What you have to do:
Pull out every line of the material below that contains the string "person", and copy each of those lines. Treat uppercase and lowercase letters as different when matching.

— Start Records supplied —

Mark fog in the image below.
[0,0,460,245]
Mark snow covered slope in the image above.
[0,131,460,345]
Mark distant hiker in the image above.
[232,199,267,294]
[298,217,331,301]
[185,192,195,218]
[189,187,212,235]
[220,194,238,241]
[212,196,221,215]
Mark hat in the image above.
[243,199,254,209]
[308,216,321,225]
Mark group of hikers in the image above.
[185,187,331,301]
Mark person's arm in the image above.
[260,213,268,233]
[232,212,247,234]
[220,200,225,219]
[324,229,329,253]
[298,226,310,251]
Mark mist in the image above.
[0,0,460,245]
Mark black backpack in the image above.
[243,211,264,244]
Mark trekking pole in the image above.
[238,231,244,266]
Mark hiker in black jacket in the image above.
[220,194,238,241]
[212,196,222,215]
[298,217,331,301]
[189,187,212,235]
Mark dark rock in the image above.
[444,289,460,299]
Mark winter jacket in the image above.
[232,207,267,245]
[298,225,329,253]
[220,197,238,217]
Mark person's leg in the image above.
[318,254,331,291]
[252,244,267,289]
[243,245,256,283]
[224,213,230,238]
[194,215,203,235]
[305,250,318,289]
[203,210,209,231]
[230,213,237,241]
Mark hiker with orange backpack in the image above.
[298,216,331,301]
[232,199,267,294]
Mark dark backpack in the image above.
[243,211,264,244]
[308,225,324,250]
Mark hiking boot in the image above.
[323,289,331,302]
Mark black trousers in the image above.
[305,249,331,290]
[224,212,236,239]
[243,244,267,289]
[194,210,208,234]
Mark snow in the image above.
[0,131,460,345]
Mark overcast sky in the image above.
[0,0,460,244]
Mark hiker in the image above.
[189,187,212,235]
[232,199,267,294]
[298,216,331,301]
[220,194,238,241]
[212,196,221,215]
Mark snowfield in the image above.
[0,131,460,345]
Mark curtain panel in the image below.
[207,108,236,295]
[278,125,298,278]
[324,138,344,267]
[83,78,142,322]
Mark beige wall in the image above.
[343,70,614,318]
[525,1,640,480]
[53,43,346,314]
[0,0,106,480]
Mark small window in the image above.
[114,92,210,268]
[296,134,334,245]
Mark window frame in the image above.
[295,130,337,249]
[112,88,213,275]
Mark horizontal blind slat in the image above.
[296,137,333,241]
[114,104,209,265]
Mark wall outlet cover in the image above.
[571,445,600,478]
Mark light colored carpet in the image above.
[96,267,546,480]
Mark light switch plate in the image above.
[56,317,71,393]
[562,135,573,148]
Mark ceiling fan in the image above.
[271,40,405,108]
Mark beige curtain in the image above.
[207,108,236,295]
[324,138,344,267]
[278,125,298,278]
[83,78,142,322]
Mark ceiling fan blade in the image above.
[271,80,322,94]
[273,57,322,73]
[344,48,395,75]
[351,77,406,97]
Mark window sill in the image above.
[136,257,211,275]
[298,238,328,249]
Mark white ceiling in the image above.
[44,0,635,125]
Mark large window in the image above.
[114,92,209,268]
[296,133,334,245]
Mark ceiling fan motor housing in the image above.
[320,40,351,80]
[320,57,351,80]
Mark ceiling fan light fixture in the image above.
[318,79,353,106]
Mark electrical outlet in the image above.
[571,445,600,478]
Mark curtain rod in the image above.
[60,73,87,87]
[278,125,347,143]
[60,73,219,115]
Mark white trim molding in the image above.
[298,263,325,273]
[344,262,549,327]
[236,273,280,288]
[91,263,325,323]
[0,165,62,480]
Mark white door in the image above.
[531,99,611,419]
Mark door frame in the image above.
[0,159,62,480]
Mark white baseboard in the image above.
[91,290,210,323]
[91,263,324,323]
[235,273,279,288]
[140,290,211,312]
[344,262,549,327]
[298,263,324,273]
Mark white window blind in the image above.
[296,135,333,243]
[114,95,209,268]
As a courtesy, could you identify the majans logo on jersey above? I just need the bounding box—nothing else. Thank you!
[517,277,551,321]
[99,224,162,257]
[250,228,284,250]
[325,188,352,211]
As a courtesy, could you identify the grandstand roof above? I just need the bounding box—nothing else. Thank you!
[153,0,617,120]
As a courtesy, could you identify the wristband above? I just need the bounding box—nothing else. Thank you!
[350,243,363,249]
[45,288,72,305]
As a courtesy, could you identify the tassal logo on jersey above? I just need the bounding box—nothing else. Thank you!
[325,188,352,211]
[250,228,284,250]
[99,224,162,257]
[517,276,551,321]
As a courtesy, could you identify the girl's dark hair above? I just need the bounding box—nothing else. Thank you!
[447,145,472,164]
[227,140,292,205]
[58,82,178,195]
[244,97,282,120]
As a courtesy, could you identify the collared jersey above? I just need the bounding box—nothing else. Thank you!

— End Records supplied —

Complete output:
Mark person's arm in the image above.
Mark person's leg in the image above.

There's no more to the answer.